Problem to solve:
Would you copy all lines in the data that contain the word "building"?

Listed records:
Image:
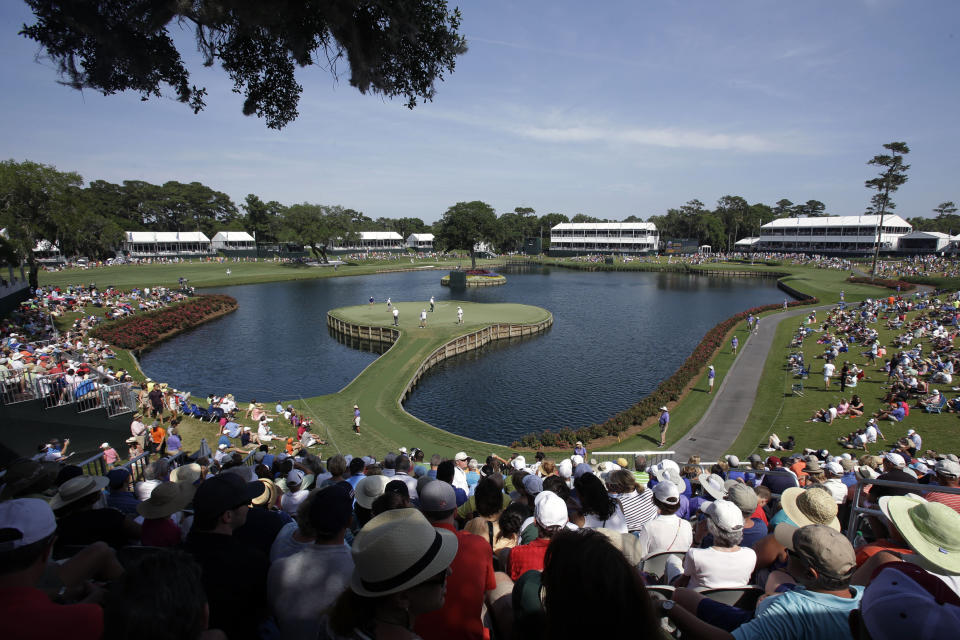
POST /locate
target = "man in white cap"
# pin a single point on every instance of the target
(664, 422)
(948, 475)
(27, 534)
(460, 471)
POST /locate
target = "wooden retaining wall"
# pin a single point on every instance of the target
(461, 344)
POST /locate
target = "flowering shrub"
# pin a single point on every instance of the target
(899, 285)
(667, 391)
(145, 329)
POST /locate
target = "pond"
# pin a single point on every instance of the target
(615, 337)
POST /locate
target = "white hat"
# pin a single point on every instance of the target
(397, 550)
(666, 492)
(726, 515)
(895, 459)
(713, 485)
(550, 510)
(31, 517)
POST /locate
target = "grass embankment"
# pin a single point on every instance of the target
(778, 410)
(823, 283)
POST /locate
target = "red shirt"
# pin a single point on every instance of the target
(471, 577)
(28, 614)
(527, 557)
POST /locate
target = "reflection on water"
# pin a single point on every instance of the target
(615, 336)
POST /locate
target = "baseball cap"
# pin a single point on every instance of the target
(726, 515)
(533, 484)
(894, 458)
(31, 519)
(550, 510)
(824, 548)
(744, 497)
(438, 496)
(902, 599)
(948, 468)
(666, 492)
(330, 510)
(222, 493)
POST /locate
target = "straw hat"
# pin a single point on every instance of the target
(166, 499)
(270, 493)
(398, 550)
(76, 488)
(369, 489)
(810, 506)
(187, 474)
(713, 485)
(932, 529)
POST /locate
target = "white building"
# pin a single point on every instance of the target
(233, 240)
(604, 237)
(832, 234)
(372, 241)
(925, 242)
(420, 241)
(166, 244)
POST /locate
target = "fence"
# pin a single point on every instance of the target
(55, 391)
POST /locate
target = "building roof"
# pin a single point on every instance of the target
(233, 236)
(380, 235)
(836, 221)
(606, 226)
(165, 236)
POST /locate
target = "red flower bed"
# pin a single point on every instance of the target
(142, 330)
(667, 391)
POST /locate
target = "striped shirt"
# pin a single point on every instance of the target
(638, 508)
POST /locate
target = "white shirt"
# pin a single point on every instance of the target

Completed task:
target = "white building"
target = "building roof"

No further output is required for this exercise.